> **Task to complete**
Only lines that contain the word "form" are to be returned from the data below.

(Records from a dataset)
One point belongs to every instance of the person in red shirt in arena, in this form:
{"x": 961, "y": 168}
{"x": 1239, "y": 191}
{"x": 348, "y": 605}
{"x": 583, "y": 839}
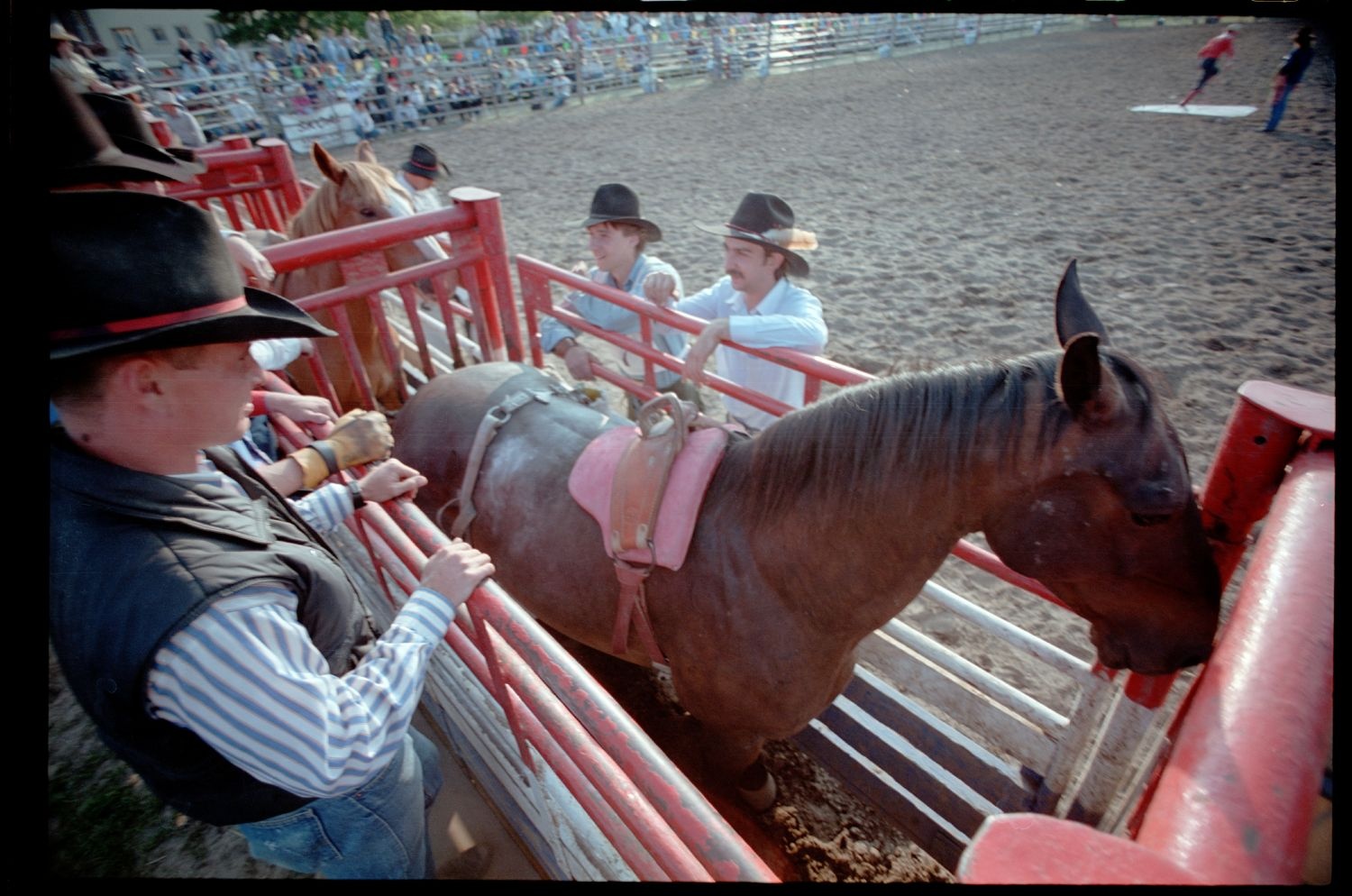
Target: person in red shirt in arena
{"x": 1213, "y": 50}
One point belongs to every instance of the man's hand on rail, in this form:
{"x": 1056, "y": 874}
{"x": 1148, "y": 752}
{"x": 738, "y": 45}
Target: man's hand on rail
{"x": 660, "y": 288}
{"x": 456, "y": 571}
{"x": 702, "y": 348}
{"x": 389, "y": 480}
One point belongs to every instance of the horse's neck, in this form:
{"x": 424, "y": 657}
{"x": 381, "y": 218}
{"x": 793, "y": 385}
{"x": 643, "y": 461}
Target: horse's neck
{"x": 864, "y": 552}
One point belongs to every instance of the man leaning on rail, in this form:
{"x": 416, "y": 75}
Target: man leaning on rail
{"x": 210, "y": 633}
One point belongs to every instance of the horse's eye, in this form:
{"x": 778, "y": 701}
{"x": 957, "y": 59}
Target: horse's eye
{"x": 1149, "y": 519}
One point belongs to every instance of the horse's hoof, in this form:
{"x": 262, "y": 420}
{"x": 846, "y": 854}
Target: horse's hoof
{"x": 757, "y": 796}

> **Expected answer**
One point belongs to every instance of the person in red shirt in arena, in this form:
One point belongs to every instance of the man's hand on rail, in this form:
One point belongs to every instance of the horse's neck, in this form:
One point belongs to every instance of the man leaning on rail, in this form:
One point belongs to every instance of the horse's eye, in this form:
One point belongs to every instance of the horse's hoof, in this form:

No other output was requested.